BEGIN Data to process

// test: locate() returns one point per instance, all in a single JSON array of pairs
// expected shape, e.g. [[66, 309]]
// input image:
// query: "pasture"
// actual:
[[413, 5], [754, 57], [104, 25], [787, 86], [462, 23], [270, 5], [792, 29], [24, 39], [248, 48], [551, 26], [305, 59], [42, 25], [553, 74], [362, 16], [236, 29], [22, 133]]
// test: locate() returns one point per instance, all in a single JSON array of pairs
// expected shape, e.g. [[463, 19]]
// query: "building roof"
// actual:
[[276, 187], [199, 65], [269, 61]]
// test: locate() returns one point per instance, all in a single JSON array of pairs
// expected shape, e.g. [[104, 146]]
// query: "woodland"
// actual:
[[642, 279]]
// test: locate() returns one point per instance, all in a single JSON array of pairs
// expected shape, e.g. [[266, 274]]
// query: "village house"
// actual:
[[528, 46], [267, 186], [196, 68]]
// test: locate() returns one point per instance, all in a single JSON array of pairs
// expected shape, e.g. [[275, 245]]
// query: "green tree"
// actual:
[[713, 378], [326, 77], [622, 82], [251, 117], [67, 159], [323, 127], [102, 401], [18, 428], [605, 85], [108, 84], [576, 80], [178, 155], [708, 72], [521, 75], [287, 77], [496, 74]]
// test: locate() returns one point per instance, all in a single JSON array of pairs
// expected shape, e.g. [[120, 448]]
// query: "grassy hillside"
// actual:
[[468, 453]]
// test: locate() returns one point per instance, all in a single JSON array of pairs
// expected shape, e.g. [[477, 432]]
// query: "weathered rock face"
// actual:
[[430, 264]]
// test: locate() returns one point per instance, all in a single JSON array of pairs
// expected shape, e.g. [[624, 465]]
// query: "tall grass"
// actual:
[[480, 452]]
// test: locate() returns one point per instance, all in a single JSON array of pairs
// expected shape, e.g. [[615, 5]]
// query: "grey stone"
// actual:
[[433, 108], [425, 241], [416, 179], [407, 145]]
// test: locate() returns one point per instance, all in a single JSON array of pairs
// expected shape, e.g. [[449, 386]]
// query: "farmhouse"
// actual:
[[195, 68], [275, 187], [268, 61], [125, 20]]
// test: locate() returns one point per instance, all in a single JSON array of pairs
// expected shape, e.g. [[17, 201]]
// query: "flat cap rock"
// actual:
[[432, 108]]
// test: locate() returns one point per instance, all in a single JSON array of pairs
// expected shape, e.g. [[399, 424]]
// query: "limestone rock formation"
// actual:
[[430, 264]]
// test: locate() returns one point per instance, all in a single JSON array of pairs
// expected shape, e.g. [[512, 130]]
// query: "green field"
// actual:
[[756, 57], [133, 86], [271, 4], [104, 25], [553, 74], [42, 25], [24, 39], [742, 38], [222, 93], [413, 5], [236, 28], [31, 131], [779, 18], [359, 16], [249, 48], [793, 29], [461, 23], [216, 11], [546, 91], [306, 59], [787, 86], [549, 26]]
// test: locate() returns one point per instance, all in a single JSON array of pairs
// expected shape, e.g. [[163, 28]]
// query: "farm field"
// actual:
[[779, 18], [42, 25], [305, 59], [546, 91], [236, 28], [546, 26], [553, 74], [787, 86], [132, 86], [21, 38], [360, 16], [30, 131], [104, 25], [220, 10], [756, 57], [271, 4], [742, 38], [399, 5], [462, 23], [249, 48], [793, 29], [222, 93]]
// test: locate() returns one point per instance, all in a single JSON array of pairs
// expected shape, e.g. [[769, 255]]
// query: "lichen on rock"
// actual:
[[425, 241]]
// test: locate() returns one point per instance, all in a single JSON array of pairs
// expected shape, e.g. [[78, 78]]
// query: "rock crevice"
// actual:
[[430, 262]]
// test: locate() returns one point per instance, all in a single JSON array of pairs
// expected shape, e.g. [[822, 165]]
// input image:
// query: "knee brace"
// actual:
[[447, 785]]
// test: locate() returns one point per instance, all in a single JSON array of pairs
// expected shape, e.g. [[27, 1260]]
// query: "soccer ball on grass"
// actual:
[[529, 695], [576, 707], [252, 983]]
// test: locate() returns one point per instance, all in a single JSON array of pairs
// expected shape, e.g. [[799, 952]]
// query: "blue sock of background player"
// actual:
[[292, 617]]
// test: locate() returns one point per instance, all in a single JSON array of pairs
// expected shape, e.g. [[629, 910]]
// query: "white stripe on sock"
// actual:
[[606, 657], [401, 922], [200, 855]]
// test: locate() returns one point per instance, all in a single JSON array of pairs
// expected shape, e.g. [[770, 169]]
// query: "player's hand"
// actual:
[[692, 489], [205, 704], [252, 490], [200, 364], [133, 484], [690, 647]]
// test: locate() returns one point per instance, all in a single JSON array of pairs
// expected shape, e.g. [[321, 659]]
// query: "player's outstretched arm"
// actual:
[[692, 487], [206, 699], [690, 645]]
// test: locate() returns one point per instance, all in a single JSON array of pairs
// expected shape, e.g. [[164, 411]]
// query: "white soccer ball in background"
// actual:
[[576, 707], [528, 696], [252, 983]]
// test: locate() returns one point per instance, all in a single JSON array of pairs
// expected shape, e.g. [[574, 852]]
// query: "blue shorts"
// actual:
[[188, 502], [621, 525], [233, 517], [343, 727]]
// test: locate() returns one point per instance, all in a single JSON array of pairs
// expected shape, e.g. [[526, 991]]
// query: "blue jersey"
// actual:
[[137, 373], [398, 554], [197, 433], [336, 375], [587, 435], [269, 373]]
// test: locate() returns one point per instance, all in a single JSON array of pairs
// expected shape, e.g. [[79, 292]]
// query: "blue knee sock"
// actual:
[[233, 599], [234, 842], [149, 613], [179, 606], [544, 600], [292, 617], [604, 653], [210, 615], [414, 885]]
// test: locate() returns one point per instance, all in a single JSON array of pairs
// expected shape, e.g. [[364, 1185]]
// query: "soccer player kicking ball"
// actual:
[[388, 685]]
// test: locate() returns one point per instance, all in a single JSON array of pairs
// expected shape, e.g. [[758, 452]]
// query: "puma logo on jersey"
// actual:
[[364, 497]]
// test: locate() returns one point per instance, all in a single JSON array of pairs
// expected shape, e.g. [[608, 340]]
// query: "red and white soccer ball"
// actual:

END Data to process

### The problem:
Reproduce all of the records exactly.

### Solution below:
// test: locate() returns one point per instance, all in a single JSON array of pairs
// expected shape, e.g. [[66, 309]]
// input image:
// query: "pasture"
// actual:
[[413, 5], [754, 57], [104, 25], [787, 86], [462, 23], [270, 5], [792, 29], [24, 39], [248, 48], [551, 26], [305, 59], [42, 25], [553, 74], [362, 16], [236, 29], [22, 133]]
// test: locate() returns one point per instance, all in a single JSON array of pairs
// expected shape, e.g. [[463, 19]]
// query: "building roof"
// actual:
[[276, 187], [199, 65], [269, 61]]
// test: locate() returns one point per instance, all in a single JSON array of pairs
// expected shape, e.g. [[104, 146]]
// query: "woodland"
// actual:
[[642, 279]]
// test: locate() returns one point per instance, all in a single JSON array of pairs
// expected shape, e.g. [[266, 274]]
// query: "village house"
// actual:
[[528, 46], [267, 186], [196, 68]]
// test: locate() returns one point per instance, all in a single JSON array of pairs
// expected shape, e.g. [[275, 245]]
// query: "green tree"
// actual:
[[713, 378], [326, 77], [622, 82], [251, 117], [67, 159], [323, 127], [102, 401], [18, 428], [605, 85], [108, 84], [576, 80], [178, 155], [708, 72], [521, 75], [287, 77], [496, 74]]
// test: locate() returns one point per instance, all in a single JSON array of pairs
// expected shape, e.g. [[120, 448]]
// query: "grassy hillside"
// actual:
[[468, 453]]
// test: locate() returns one point per instance, all in a single JSON array of pairs
// expected shape, e.g. [[477, 432]]
// query: "weathered rock face"
// actual:
[[430, 264]]
// test: locate() returns one point per instance, all in a single JSON array of pairs
// expected shape, e.g. [[624, 465]]
// query: "tall grass"
// actual:
[[480, 452]]
// test: locate() returns one point per instance, all in a single JSON array of pairs
// expected shape, e.g. [[615, 5]]
// query: "grey stone"
// actual:
[[433, 108], [425, 241], [416, 179], [407, 145]]
// test: locate() returns one point per instance, all in a single JSON array of pairs
// expected shape, e.g. [[449, 386]]
// query: "farmhouse"
// actual:
[[195, 68], [275, 187], [268, 61], [125, 20]]
// test: locate() returns one point per instance, all in a single JSON array of pairs
// expected shape, e.g. [[17, 201]]
// query: "flat cap rock"
// actual:
[[432, 108]]
// test: locate() returns one point per instance, all in a single JSON array of pairs
// expected shape, e.g. [[399, 424]]
// query: "limestone rock formation"
// actual:
[[430, 264]]
// test: locate() returns one point per instance, all in a single JSON array of pairs
// expected shape, e.g. [[512, 130]]
// query: "green field"
// actual:
[[756, 57], [133, 86], [271, 4], [104, 25], [553, 74], [42, 25], [24, 39], [742, 38], [222, 93], [413, 5], [236, 28], [31, 131], [779, 18], [359, 16], [249, 48], [793, 29], [461, 23], [216, 11], [546, 91], [306, 59], [787, 86], [549, 26]]
// test: locate() returns one point per instance, all in a single JSON array of pairs
// expected shape, e.g. [[163, 28]]
// query: "farm field"
// actual:
[[779, 18], [42, 25], [305, 59], [546, 91], [236, 28], [546, 26], [553, 74], [787, 86], [132, 86], [21, 38], [360, 16], [30, 131], [104, 25], [220, 10], [756, 57], [271, 4], [742, 38], [399, 5], [462, 23], [249, 48], [793, 29], [222, 93]]
// test: locate() returns one point per instance, all in a single JSON array of pairs
// expected shape, e.g. [[769, 255]]
// query: "lichen on rock"
// actual:
[[425, 241]]
// test: locate() returns one point per instance, all in a single JSON array of pairs
// expected shape, e.g. [[78, 78]]
// query: "rock crevice"
// actual:
[[430, 262]]
// test: locate() returns one point per instance, all in a single JSON array of pairs
// expected shape, e.g. [[822, 165]]
// input image:
// query: "knee brace"
// actual:
[[447, 785]]
// test: locate() returns one point per instance, all in a single JSON array of pairs
// expected shape, e.g. [[27, 1260]]
// query: "soccer ball on grass"
// actual:
[[529, 695], [576, 707], [252, 983]]
// test: locate() returns one point per instance, all in a single JSON array of pairs
// expected shape, e.g. [[799, 952]]
// query: "blue sock of background player"
// actual:
[[292, 617]]
// test: locate() returns one point per instance, all in a single JSON array of pairs
// expected shape, e.g. [[629, 910]]
// query: "white stripe on sock"
// actual:
[[606, 657], [401, 922], [200, 855]]
// test: locate() returns one point per instance, all in a single JSON array of pairs
// expected shape, e.g. [[770, 169]]
// query: "player's hand"
// actual:
[[692, 489], [205, 704], [252, 490], [200, 364], [133, 484], [690, 647]]
// test: locate() returns one point per instance, all in a single JSON array of pairs
// expected shape, e.g. [[321, 659]]
// query: "player's outstretched arm"
// actual:
[[692, 487], [206, 699], [690, 645]]
// test: locate() returns one point per instance, all in a single JSON array of pairs
// expected shape, e.g. [[164, 411]]
// query: "white soccer ball in background"
// actual:
[[576, 707], [528, 696], [252, 983]]
// test: locate() returns one point per instance, all in a single JSON array of pairs
// expected shape, e.g. [[574, 852]]
// query: "blue shorts"
// actual:
[[188, 502], [621, 525], [233, 517], [343, 727]]
// test: locate() returns one point per instance, all in a single JSON array of pairs
// expected shape, e.g. [[526, 991]]
// query: "blue jersey"
// actual:
[[137, 373], [398, 554], [197, 433], [336, 375], [587, 435], [269, 373]]
// test: locate() returns one point per instance, all in a single JSON array of pairs
// expected shape, e.g. [[79, 292]]
// query: "blue knee sock"
// actual:
[[233, 599], [234, 842], [149, 613], [179, 606], [544, 600], [292, 617], [604, 653], [210, 615], [414, 885]]
// test: locate() returns one point per instance, all in a single JSON array of pairs
// expected shape, e.g. [[364, 1185]]
// query: "soccer player kicking ball"
// actual:
[[388, 685]]
// test: locate() returns one point per instance, all in a single JSON array of pairs
// expected shape, e.g. [[758, 452]]
// query: "puma logo on jersey"
// actual:
[[364, 497]]
// test: locate() returns one point per instance, all in a single JSON array of pairs
// expected shape, e.g. [[608, 340]]
// query: "red and white soccer ball"
// actual:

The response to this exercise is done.